[Start of Document segment]

American Pie 22.07.05

If you write anything about America these days, it can end up on a
new website in the US, regardless of in which publication it
appears. WatchingAmerica.com has been set up by British writer
Robin Koerner and US journalist Will Kern, a former copy editor on the
International Herald Tribune. Every day they scour scores of
publications around the world; anything that mentions the US ends up on
the website. In just one day, for example, it ran stories from the
Tehran Times, the Hong Kong Standard, The Japanese Times, The Guardian,
The Korean News, Le Figaro, the Daily Star in Bangladesh and Iraq’s
Azzaman, which suggested Christopher Columbus made the biggest mistake
in history when he discovered America. Koerner thinks it’s important
that Americans know what the rest of the world is saying and thinking
about the US. The site is drawing about 6,000 visitors a day – but it’s
growing rapidly as word spreads. Among the regular daily visitors are
the US State Department and the CIA.

[End of Document segment]

Work instructions
1. Decide whether each statement below agrees with the WatchingAmerica.com passage. Answer each with yes or no, followed by the deciding words from the passage in quotation marks.
(a) Robin Koerner is an American journalist.
(b) The site is drawing about 6,000 visitors a day.
(c) Will Kern once worked as a copy editor at Le Figaro.
2. Carry on the WatchingAmerica.com passage from its final sentence.

[Start of Records supplied]

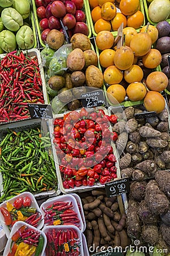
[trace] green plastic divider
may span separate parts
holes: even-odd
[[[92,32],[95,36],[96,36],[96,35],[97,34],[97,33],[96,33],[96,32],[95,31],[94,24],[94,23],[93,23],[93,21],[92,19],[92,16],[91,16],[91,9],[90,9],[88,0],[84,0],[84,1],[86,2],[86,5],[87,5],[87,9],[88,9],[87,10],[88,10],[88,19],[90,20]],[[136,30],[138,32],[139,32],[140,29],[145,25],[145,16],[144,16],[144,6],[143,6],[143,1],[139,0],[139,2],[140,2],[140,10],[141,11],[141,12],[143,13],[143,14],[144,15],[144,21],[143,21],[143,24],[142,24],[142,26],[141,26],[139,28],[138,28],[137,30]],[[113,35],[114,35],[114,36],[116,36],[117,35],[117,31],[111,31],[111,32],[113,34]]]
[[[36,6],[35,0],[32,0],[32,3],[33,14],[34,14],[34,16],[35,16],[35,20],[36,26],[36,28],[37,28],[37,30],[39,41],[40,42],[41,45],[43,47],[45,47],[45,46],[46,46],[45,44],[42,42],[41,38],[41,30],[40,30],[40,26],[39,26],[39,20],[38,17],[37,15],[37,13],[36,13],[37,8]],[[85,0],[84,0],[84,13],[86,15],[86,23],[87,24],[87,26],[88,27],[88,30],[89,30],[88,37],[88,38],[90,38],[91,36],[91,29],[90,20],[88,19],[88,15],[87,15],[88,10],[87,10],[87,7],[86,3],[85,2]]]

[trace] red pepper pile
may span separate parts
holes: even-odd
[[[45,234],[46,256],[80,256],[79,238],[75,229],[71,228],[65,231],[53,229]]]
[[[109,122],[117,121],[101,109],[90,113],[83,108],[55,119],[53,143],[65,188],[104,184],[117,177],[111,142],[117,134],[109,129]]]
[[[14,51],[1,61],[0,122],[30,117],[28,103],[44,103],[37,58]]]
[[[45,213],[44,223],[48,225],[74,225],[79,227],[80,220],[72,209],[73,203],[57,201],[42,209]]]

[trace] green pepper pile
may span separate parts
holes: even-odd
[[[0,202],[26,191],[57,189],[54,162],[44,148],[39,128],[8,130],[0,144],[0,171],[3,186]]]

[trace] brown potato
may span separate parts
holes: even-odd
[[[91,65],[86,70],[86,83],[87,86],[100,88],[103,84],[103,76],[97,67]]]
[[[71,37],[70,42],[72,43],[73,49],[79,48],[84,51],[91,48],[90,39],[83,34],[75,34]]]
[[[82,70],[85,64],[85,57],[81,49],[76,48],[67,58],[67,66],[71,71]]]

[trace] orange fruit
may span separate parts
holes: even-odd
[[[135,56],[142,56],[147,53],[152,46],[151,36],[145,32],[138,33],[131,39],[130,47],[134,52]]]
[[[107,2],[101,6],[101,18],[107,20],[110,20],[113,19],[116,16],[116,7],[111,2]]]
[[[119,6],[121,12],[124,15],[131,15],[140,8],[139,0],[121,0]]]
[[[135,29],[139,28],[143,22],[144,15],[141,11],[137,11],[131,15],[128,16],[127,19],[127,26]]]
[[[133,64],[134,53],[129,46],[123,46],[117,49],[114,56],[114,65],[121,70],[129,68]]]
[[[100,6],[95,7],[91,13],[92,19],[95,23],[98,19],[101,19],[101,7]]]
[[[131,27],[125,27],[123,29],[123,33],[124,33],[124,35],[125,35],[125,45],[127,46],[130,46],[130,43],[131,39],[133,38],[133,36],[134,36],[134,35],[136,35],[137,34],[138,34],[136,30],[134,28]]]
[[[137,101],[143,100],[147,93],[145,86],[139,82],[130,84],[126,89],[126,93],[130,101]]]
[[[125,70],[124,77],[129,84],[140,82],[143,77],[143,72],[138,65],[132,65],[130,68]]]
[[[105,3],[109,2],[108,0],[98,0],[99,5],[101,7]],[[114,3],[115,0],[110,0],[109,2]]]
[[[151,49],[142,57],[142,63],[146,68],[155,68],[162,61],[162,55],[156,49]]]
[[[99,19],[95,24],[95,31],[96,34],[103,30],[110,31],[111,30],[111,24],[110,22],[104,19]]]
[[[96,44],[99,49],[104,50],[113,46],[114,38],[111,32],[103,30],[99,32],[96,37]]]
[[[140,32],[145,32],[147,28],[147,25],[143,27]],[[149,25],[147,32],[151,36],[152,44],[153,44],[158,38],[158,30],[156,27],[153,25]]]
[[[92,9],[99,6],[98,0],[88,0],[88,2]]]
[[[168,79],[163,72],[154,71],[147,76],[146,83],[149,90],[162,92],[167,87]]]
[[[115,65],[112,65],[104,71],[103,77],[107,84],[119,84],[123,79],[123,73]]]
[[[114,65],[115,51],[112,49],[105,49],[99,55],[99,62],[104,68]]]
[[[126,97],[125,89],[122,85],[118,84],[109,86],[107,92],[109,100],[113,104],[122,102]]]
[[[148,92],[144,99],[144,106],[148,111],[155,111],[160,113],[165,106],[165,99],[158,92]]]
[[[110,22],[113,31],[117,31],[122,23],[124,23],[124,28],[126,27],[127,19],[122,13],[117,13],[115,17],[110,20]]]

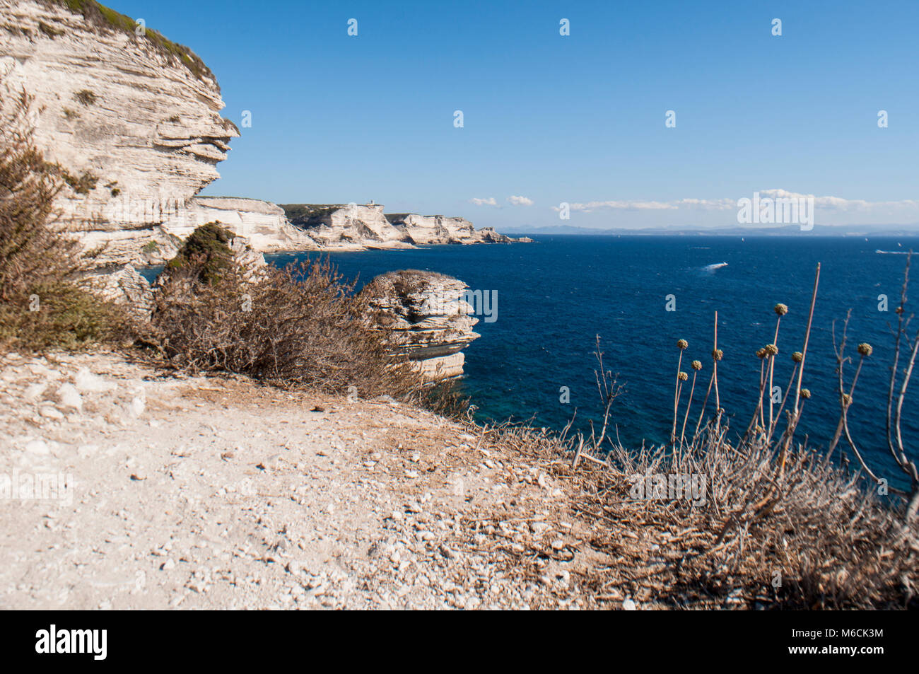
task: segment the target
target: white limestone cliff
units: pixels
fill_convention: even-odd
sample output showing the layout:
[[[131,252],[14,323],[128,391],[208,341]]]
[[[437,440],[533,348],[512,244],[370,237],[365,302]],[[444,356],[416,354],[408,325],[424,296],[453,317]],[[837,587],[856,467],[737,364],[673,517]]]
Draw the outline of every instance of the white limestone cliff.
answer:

[End of Records supplied]

Outputs
1.
(a) No: "British writer Robin Koerner"
(b) Yes: "The site is drawing about 6,000 visitors a day"
(c) No: "a former copy editor on the International Herald Tribune"

2.
Alistair Cook’s ashes were
scattered in New York’s Central Park. The flamboyant US journalist
Hunter “Gonzo” Thompson is going one better – his remains are to be
scattered in space. A 150ft tower has been erected in the backyard of
the farmhouse home in Colorado where the ailing 67-year-old writer
committed suicide in February. On the six-month anniversary of his
death, a peyote-shaped flare containing his cremated remains will be
fired from the tower, to explode in the sky over Aspen. “It’s what he
wanted,” says Johnny Depp, the Hollywood actor and Thompson’s friend,
who is making the arrangements.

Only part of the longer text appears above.